Written request A:
From the passage on HPDs and LEED credits, explain in one to three sentences why GreenCE helps building product manufacturers develop HPDs.

Selected excerpt:
◆ ◆ ◆ ◆
HPDs contribute to the LEED v4 MR Credit: Building product disclosure and optimization — material ingredients. The HPD Public Repository was launched in November 2016 and has become a crucial resource for architects, spec writers, interior designers, contractors, and LEED consultants. Architects and designers trying to achieve MR Credit material ingredient disclosure now use the Repository to locate HPDs. HPDs have become the most popular method to achieve this LEED credit.

AIA courses that cover HPD content — what an HPD discloses, how it contributes to LEED credits, and why AEC firms request it — are among the highest-performing courses on the RonBlank.com platform. Courses covering HPDs, Declare Labels, EPDs, and other product transparency documentation are popular with designers and drive higher participation. Manufacturers who build HPD education into their AIA course differentiate themselves from competitors and signal product transparency as a core company value. GreenCE, an affiliate of Ron Blank & Associates, helps building product manufacturers develop HPDs to validate product claims and increase specification on LEED v4 projects.
◆ ◆ ◆ ◆
Input:
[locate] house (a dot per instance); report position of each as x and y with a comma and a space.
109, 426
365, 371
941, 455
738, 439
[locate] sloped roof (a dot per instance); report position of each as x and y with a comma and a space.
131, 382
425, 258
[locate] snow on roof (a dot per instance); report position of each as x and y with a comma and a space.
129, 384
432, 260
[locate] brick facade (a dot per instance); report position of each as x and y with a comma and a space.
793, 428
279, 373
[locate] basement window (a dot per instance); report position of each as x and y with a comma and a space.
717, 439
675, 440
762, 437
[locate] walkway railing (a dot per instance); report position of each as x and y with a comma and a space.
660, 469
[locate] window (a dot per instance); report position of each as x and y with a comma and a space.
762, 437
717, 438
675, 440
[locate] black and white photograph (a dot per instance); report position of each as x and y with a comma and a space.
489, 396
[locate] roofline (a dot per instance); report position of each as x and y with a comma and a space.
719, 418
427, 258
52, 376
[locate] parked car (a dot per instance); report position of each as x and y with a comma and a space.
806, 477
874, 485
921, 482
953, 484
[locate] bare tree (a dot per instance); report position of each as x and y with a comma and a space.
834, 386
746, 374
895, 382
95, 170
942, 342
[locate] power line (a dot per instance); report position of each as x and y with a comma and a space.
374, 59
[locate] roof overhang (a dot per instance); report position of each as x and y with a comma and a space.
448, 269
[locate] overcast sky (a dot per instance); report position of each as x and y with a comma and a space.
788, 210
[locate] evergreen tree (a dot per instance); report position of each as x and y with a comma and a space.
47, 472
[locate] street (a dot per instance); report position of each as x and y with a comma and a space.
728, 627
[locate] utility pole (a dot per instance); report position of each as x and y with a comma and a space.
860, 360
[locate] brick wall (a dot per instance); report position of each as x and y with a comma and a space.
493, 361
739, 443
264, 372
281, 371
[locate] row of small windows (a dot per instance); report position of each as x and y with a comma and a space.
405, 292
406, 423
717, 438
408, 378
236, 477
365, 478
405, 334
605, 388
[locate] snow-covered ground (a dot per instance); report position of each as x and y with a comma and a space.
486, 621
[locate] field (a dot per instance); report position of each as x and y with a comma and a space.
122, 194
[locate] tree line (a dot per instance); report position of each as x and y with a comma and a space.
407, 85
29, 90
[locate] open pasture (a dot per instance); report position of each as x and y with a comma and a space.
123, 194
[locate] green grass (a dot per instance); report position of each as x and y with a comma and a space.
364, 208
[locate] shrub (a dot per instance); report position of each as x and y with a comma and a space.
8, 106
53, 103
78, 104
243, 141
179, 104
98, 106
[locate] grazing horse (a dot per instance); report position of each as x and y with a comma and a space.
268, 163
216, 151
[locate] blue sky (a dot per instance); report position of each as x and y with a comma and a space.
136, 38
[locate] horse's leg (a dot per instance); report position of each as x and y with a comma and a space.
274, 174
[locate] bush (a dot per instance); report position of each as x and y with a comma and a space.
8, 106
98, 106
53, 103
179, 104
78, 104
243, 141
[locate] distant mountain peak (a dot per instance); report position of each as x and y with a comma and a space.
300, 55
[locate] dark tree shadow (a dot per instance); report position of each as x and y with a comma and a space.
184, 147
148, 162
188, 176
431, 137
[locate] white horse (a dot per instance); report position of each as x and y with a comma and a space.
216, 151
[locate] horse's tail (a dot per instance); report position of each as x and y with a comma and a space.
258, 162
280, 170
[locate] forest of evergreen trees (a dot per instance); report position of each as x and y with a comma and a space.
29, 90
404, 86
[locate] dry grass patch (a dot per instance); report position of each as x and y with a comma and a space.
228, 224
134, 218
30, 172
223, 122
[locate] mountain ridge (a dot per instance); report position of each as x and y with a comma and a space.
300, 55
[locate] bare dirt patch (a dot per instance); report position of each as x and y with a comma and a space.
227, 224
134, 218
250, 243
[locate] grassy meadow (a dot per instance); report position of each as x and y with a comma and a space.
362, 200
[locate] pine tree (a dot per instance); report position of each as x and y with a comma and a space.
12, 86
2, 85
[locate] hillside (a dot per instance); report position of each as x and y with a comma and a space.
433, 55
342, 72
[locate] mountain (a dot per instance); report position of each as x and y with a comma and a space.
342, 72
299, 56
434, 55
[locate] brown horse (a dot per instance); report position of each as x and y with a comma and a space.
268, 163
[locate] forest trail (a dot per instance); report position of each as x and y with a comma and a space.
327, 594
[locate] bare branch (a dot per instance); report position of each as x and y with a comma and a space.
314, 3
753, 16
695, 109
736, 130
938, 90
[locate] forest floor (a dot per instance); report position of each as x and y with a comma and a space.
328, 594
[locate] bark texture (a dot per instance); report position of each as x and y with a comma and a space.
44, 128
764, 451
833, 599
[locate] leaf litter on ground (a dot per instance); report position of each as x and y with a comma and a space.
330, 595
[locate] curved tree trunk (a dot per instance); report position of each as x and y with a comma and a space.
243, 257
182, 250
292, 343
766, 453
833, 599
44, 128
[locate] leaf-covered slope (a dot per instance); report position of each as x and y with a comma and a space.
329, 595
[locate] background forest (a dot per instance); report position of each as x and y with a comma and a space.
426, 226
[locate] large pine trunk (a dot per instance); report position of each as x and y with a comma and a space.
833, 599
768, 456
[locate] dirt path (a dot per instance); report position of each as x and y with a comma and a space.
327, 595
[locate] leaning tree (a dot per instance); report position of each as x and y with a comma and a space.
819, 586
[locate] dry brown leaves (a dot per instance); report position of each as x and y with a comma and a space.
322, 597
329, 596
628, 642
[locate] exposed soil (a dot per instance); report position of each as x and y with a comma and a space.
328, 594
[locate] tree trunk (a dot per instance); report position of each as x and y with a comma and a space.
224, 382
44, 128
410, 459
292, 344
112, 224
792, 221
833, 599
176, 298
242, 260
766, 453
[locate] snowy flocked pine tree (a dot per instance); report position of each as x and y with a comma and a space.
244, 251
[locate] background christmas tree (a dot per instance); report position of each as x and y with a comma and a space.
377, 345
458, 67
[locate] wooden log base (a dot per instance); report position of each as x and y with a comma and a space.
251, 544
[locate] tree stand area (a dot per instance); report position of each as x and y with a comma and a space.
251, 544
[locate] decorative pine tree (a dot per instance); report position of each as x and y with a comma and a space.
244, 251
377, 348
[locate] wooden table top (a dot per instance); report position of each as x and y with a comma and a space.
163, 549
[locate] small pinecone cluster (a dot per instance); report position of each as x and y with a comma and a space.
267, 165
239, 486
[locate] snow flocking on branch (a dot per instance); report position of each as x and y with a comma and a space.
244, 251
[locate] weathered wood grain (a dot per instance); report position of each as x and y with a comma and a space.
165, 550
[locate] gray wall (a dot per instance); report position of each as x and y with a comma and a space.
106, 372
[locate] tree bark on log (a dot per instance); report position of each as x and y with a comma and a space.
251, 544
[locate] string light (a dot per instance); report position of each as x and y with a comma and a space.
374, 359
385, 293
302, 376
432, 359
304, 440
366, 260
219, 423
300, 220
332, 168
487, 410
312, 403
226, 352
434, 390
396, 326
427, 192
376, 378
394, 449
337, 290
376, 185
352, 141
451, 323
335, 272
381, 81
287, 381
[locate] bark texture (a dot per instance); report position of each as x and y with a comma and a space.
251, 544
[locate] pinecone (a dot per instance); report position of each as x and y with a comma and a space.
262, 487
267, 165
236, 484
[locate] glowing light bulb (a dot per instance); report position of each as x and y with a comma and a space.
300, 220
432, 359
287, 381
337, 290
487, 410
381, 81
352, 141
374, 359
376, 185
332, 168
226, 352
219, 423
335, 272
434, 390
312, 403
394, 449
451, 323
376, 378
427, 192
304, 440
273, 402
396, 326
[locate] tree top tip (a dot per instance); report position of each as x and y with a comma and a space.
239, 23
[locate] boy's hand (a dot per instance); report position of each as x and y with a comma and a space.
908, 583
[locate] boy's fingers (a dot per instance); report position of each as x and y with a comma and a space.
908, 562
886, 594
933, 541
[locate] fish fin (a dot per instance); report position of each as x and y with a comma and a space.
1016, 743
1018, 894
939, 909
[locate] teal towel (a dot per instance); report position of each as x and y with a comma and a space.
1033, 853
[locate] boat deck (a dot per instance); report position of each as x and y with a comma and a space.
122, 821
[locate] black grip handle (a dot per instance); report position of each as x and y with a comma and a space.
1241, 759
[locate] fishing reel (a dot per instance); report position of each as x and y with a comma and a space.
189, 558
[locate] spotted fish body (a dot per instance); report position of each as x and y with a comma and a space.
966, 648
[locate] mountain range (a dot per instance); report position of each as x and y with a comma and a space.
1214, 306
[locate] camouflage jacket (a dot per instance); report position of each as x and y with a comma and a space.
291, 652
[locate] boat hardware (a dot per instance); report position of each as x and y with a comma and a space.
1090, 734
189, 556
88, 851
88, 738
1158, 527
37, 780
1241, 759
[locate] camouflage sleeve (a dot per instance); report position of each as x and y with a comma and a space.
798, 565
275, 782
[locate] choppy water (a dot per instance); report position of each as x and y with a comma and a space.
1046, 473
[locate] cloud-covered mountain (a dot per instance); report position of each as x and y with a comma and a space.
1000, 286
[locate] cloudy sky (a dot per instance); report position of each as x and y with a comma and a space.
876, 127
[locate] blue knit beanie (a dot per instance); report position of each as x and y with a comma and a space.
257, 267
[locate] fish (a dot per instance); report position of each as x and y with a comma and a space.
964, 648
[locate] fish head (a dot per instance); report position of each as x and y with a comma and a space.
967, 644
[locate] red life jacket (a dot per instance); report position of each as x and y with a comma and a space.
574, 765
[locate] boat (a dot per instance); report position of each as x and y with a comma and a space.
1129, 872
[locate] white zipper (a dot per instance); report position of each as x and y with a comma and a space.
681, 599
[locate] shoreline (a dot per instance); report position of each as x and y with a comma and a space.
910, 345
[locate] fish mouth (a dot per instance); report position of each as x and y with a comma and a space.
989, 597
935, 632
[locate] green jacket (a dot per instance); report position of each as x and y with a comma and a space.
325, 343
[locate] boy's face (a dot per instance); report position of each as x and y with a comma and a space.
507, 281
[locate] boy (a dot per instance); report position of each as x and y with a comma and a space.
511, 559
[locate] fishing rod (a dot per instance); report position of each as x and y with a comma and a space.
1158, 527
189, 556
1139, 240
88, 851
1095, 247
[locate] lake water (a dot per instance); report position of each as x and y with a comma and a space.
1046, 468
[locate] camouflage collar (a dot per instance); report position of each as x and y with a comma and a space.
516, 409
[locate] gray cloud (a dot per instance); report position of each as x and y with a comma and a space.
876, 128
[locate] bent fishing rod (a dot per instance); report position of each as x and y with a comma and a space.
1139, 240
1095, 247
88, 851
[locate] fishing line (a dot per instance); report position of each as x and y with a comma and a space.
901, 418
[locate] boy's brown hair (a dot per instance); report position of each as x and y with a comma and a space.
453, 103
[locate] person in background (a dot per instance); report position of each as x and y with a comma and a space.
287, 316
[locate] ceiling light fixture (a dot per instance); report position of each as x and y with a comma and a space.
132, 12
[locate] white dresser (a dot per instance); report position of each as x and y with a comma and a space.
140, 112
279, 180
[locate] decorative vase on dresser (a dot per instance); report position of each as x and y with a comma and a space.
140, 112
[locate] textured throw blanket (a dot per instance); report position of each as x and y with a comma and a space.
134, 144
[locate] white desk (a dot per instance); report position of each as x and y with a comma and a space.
◆ ◆ ◆ ◆
Written request B:
How many lines of the records contain the string "branch"? Case counts. Give only the number.

Problem solution A:
GreenCE helps manufacturers develop HPDs so they can validate their product claims. The HPDs also help increase the specification of their products on LEED v4 projects.

Problem solution B:
2